- _Set problem 1_:
Decide whether each statement, (a) through (c), agrees with the XML/TA library notes. For each, answer yes or no and quote the deciding words of the text exactly.
(a) The ".attributes" member is still stored internally as a GHashTable.
(b) The "name" member holds the XML element name.
(c) Calling g_node_new and g_node_free on xml_GNodes is recommended.
- _Set problem 2_: Reproduce the part of the XML/TA library notes starting at "The XML Nodes" and ending at "pointing at them.".

- _Passage provided_:
════

XML/TA library for glib2 and pcre

xmlg 0.7.18
unfinished documents:
NODEMODEL
XPATHDEF
CHECKING
HYPERCSS
TEXTMINING
 the XM nodes struct

The XML Nodes in XML/TA are a subclass of glib's GNodes and therefore
their basic header file is called "xml/gnode.h" and the methods are
called firstly "xml_g_node_" reflecting the original naming scheme
of "g_node_" - in fact, most are just "inline"rs pointing at them.

As a GNode, it has four basic pointers ".next" ".prev" ".parent" and
".children". The glib functions don't quite like a root node with
siblings, but  "prev || ! .parent || .parent.children == .this"
should be kept always as an assertion, i.e. children points to
the first node in the sibling chain.

The firstmember of "GNode" is a "gpointer data" which has been
renamed into "gchar* name". It does hold the XML element name
and should be g_free'd. After the basic GNode layout, four
extra members exist - that's why you should not try to use the
g_node_new / g_node_free on xml_GNodes since that will not be
correct due to glib internal pool node scheme.

The three members "GString .text" and "gsize off" and "gsize end"
form the basis of the TA model. The TA = TextArray is actually
a GString, and the two size-offsets simply tell the start and end
of the text associated with this node. To duplicate a node's text
content you would use g_strndup (with length param!) as follows:
g_strndup (node->text->str + node->off, node->end - node->off);

To use two gsize parameters has the benefit of easy navigation
inside the tree - every TA position can be easily looked up to
find the containing node by simply asking for off <= pos < end.
Node that a PCRE expression will generally return the spans as
a 2-tupel of offsets into the string it was given - those can
be directly fed to the navigation/insertion rules of the xmlg lib.

Note that a node might not have a "name" in which case it should
utterly be ignored (invisible nodes), and when "text" has been
set to "null" then this nodes has no position in the XML tree
as well, not even a starting position. Most subroutines should
be ready to check these "problems" - the basic loader routines 
will always inject the reference offsets into the text array.

The only other member is ".attributes". This used to be of type
"GHashTable<str,str>" but it has since been moved into its own
header type. It still exports method functions looking very
much alike a str_hash but internally it has been turned into a
GList<struct<str,str>>. It did turn out that most nodes have
a very low number of attributes if any, and it is much easier
to walk an attributes collection when it is a list, plus that
extracting/inserting is easier - the speedup of lookups in a
str_hash is not needed. As to note you, remember that the
".attributes" is in alphebetic order by name - you should only
use the str_hash-derived methods from nodeattr.h to handle 
this type. 

And btw, the <struct<str,str>> is internal. You may cast and
dereference the first member being the name of the attribute
but the others should be kept illegal to access directly
since there is the possibility of turning the attrib-value
into a comples thing to hold not only a string-value but
also some references to other object-types. My favourite would
be a node-reference or secondary textarray-reference, however
that is not yet implemented.

 searching the textarray

The text array model allows to reference large portions of 
the text content of an xml file. One could get the node for
a "//filetext" and search the whole filetext at once even
when the //filetext node has subnodes. It is therefore easy
to slurp non-xml sources as a single textblock and then
successivly examine them remembering information in XML
markups.

════

- _Data provided_:
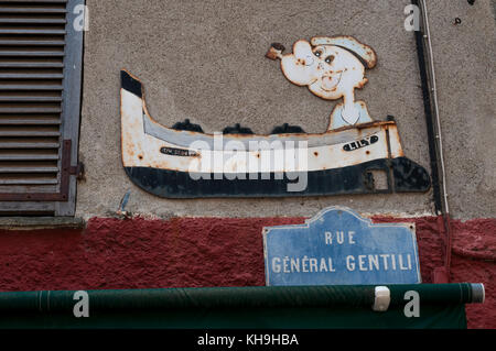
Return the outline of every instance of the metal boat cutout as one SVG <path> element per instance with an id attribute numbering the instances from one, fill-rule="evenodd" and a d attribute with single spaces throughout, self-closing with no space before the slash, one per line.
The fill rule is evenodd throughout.
<path id="1" fill-rule="evenodd" d="M 122 164 L 141 189 L 164 198 L 290 197 L 427 191 L 428 172 L 403 154 L 393 120 L 259 135 L 237 125 L 208 134 L 148 113 L 141 81 L 121 70 Z M 282 132 L 282 133 L 281 133 Z M 377 177 L 385 179 L 378 186 Z"/>

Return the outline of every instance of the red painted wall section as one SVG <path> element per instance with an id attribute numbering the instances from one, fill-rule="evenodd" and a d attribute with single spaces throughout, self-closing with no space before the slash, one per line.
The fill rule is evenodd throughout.
<path id="1" fill-rule="evenodd" d="M 265 285 L 261 230 L 304 218 L 94 218 L 84 231 L 0 231 L 0 290 L 77 290 Z M 443 265 L 438 218 L 414 222 L 423 283 Z M 484 283 L 467 305 L 470 328 L 496 328 L 496 219 L 452 223 L 452 281 Z"/>

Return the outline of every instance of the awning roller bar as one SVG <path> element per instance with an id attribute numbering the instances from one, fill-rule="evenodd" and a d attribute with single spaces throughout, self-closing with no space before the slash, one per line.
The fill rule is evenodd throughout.
<path id="1" fill-rule="evenodd" d="M 381 285 L 382 286 L 382 285 Z M 384 285 L 390 292 L 389 306 L 403 305 L 405 294 L 414 290 L 421 304 L 452 305 L 483 303 L 483 284 Z M 376 301 L 376 287 L 294 286 L 294 287 L 212 287 L 88 290 L 91 310 L 145 310 L 236 307 L 319 307 L 367 306 Z M 0 293 L 0 312 L 8 310 L 73 310 L 76 292 Z"/>

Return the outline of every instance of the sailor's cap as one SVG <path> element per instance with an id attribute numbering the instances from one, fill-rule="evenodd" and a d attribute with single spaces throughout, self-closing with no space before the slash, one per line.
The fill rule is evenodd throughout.
<path id="1" fill-rule="evenodd" d="M 319 45 L 334 45 L 343 47 L 360 58 L 365 67 L 374 68 L 377 64 L 377 55 L 368 45 L 362 44 L 353 36 L 339 35 L 339 36 L 314 36 L 310 40 L 313 46 Z"/>

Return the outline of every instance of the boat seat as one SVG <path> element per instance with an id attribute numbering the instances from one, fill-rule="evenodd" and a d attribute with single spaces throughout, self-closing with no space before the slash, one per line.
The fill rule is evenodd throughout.
<path id="1" fill-rule="evenodd" d="M 277 125 L 273 128 L 271 134 L 290 134 L 290 133 L 304 133 L 305 131 L 303 128 L 299 125 L 289 125 L 288 123 L 284 123 L 282 125 Z"/>
<path id="2" fill-rule="evenodd" d="M 200 127 L 200 124 L 191 123 L 188 119 L 184 120 L 184 122 L 175 123 L 172 129 L 203 133 L 202 127 Z"/>
<path id="3" fill-rule="evenodd" d="M 223 134 L 255 134 L 251 129 L 241 127 L 239 123 L 236 123 L 235 127 L 226 127 L 223 131 Z"/>

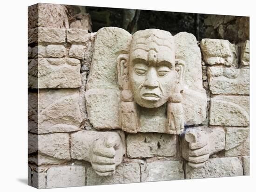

════

- _Problem solution 1_:
(a) No: "internally it has been turned into a GList<struct<str,str>>"
(b) Yes: "It does hold the XML element name"
(c) No: "you should not try to use the g_node_new / g_node_free on xml_GNodes"

- _Problem solution 2_:
The XML Nodes in XML/TA are a subclass of glib's GNodes and therefore
their basic header file is called "xml/gnode.h" and the methods are
called firstly "xml_g_node_" reflecting the original naming scheme
of "g_node_" - in fact, most are just "inline"rs pointing at them.